Thai AirAsia also offers domestic flights direct from Phuket to four major gateway cities in Thailand: Bangkok; Chiang Mai; Udon Thani and Ubon Ratchathani.
This underscores Phuket’s ability to host visitors for a holiday or corporate meeting, while making it practical for them to extend their visit with side trips to explore other destinations in Thailand.
Phuket’s travel industry identified this need early in the game and lobbied airlines to consider direct air links from the island to other tourist destinations in Thailand as well cities in Asia.
Initially it looked like a hard sell, but as Phuket expanded offering luxury holiday homes for long-stay visitors and made inroads into niche markets such as sports and medical tourism, it became apparent that it had the potential to become a tourism gateway independent of Bangkok.
Bangkok Airways has tested the concept by extending its services through Phuket to offer links to Samui and Trat province (home of Chang Island). It promotes itself as an airline offering Thailand’s top three island destinations; Phuket, Samui and Chang, all within the same network and with connecting services to Hong Kong, Singapore and points in India.
Even if the traveller decides overland travel is the way to go, Phuket is an ideal base for self-drive tours to visit mainland destinations such as Khao Lak, Phang Nga, Krabi and Trang on highways that are a pleasure to drive.

DATASET RECORDS –
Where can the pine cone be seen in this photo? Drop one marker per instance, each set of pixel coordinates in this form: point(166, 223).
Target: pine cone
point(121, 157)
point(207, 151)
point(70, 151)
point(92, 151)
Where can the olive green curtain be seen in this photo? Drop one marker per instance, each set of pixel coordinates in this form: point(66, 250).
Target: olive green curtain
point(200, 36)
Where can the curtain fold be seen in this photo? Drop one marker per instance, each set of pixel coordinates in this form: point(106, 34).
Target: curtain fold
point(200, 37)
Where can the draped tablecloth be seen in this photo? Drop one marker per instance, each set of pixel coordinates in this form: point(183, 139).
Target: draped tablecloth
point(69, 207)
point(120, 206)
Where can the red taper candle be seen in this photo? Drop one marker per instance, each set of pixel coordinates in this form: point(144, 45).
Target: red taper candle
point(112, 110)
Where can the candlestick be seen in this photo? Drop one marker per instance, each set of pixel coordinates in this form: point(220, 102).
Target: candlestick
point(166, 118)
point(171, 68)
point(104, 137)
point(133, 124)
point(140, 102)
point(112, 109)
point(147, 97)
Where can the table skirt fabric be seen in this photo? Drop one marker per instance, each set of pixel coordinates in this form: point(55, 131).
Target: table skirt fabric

---

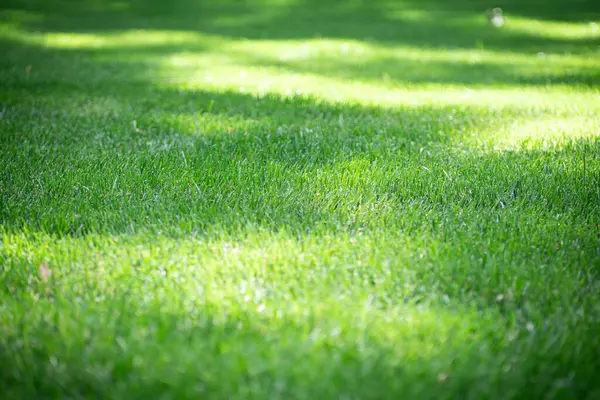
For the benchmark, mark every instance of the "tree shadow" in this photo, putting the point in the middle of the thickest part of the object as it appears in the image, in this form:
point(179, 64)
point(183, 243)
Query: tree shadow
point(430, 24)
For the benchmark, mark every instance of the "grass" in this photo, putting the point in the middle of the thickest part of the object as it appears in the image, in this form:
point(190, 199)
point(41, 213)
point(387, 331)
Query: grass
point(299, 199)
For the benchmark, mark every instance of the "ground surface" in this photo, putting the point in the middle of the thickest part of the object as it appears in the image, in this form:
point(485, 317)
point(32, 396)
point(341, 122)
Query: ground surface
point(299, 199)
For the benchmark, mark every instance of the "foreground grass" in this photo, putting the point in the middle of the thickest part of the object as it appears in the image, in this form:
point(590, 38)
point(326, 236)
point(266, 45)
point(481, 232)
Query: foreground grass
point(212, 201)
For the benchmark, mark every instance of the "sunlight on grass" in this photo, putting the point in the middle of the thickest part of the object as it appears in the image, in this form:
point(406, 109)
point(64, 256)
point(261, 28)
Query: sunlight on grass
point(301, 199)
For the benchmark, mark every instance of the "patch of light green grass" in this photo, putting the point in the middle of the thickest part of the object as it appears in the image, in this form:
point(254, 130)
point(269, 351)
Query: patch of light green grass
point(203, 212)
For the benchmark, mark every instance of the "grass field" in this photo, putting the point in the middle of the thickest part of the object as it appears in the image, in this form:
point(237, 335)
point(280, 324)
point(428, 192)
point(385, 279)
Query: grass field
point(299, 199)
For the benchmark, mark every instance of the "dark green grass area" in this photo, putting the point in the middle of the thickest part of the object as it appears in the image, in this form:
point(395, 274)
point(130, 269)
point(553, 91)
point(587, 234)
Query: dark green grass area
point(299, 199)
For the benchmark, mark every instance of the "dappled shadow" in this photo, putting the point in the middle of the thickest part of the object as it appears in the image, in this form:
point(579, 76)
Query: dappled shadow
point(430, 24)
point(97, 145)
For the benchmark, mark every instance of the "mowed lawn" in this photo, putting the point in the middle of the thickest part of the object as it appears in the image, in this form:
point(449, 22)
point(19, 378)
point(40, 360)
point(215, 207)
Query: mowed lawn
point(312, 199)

...

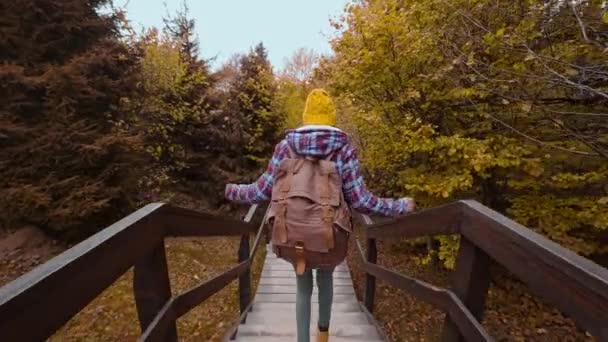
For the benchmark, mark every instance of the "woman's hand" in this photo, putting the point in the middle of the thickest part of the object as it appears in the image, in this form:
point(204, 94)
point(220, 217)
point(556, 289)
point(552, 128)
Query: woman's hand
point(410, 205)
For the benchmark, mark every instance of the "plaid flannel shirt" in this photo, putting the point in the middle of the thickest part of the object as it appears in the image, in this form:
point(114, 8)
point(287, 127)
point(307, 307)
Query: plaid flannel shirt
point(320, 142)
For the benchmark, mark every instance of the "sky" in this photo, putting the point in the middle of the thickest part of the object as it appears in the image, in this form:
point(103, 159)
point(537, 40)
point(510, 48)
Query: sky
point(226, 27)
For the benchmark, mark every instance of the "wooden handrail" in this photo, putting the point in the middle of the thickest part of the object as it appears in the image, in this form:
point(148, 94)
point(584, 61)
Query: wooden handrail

TASK INSTRUCTIONS – Reproduce the Phuket travel passage word for word, from "Even if the" up to and including "pleasure to drive.".

SOLVED PROBLEM –
Even if the traveller decides overland travel is the way to go, Phuket is an ideal base for self-drive tours to visit mainland destinations such as Khao Lak, Phang Nga, Krabi and Trang on highways that are a pleasure to drive.